▸ WRITTEN REQUEST
Starting with the line containing "Practice step: pick out every instance of the concrete" and going on through the line containing "Target: concrete sea wall", give those lines again with "sea wall" swapped for "breakwater" and everything else unchanged.

▸ PROVIDED DATA
** Begin **

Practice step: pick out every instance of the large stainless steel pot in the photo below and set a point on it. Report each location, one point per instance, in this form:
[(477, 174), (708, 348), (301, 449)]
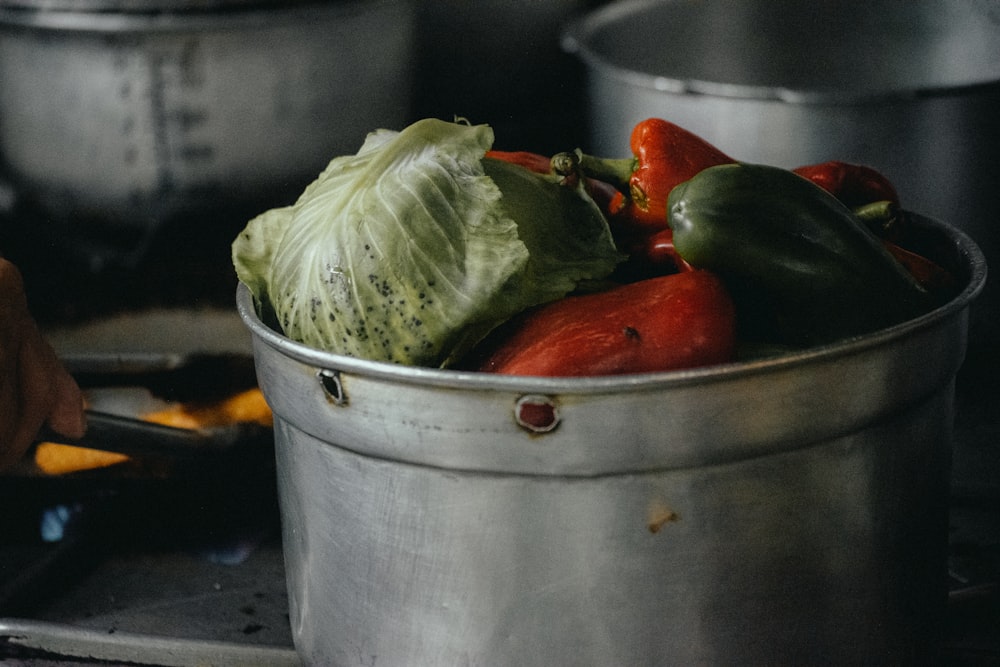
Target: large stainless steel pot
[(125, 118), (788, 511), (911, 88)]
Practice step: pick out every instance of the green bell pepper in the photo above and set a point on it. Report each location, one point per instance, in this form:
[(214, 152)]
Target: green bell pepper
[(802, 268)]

** End **
** Begin **

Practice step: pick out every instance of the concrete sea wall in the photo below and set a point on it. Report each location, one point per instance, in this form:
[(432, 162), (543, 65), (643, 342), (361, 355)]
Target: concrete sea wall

** End **

▸ EXERCISE SOLUTION
Practice step: pick out every instance of the concrete breakwater in the photo below and set a point on it. Report each location, one point per instance, in this form:
[(432, 162), (543, 65), (643, 342), (361, 355)]
Target: concrete breakwater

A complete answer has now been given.